[Items listed in a dataset]
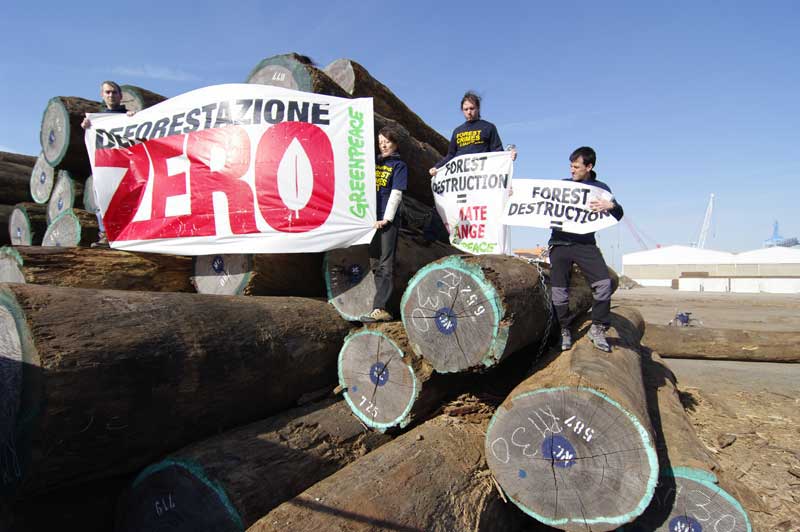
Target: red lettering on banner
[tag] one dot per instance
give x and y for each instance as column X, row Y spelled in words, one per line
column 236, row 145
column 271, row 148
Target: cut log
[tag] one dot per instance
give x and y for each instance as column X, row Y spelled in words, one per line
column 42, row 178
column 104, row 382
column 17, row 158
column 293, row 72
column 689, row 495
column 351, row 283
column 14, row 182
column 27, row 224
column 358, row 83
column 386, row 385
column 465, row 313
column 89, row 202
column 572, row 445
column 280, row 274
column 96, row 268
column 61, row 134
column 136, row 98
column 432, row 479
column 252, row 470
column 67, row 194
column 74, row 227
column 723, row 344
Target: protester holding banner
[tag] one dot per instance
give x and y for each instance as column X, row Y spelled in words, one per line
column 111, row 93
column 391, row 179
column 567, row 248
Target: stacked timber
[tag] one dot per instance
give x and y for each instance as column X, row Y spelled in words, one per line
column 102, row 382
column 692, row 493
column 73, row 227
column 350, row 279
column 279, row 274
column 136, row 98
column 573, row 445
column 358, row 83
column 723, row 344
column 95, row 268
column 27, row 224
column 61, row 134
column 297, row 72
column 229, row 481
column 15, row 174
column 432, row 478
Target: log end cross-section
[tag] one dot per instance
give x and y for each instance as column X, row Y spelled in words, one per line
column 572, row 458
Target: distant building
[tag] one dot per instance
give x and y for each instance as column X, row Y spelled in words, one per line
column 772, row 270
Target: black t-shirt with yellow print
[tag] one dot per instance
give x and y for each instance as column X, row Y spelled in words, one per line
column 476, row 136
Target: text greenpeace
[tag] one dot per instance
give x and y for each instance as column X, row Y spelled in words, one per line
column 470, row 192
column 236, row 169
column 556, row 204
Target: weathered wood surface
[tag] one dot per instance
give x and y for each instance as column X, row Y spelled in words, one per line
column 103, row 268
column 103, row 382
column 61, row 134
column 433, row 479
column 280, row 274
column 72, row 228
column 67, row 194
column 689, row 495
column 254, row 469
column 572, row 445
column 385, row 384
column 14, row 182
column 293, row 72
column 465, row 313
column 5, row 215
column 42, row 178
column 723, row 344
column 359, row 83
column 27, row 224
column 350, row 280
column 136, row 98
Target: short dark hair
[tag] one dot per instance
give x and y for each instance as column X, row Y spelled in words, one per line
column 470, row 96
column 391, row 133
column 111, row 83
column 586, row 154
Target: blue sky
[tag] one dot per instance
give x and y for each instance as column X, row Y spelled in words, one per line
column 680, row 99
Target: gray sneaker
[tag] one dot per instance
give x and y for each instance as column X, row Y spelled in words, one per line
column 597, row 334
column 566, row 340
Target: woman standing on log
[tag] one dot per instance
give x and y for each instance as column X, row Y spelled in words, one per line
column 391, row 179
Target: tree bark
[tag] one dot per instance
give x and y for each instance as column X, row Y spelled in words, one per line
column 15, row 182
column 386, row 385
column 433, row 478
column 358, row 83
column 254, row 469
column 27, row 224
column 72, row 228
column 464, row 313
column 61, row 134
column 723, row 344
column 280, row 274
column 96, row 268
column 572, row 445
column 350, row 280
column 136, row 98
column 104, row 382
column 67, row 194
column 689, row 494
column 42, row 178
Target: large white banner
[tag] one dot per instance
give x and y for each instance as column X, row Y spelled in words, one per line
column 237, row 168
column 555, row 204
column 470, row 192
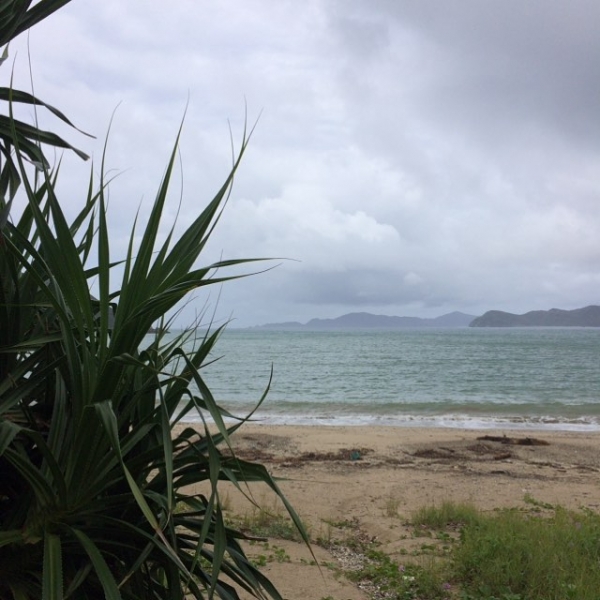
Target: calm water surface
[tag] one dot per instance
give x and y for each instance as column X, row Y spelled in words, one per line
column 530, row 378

---

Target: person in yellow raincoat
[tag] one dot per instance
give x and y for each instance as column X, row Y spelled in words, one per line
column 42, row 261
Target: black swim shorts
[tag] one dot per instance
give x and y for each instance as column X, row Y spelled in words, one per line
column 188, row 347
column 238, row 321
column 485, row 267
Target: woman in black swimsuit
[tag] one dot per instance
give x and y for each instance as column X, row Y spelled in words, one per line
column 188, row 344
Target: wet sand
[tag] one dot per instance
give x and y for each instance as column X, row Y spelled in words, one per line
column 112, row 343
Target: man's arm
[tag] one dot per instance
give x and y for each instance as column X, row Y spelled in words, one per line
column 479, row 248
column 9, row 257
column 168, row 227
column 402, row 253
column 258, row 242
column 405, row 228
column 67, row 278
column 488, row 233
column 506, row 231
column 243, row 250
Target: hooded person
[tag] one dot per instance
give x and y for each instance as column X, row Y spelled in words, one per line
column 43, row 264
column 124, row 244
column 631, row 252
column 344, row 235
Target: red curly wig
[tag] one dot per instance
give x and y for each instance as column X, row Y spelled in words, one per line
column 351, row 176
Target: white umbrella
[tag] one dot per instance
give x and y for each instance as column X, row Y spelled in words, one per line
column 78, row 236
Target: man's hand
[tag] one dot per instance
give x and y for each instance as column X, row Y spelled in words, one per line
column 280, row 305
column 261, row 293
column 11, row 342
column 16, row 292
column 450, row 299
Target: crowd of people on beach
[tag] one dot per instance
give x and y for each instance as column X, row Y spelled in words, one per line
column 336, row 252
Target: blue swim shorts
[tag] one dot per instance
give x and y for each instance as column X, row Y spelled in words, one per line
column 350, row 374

Required action -> How many lines in the records hold the string "blue"? Answer with only that number.

Task answer -> 2